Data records
□ □ □ □ □ □ □
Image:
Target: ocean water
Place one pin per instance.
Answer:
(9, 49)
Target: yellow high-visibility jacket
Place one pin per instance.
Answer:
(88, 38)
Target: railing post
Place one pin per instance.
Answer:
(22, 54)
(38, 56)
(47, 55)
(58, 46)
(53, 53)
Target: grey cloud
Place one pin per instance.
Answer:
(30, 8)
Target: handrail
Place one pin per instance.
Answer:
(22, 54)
□ □ □ □ □ □ □
Generate an exact reproduction of all entries.

Image:
Target: ocean water
Place one pin per instance.
Answer:
(9, 49)
Target: yellow high-visibility jacket
Place one pin per instance.
Answer:
(88, 38)
Target: railing post
Place one pin per instance.
Answer:
(22, 54)
(38, 56)
(47, 55)
(58, 46)
(53, 53)
Target: grey cloud
Place one pin per instance.
Answer:
(30, 8)
Target: handrail
Place one pin per instance.
Answer:
(22, 54)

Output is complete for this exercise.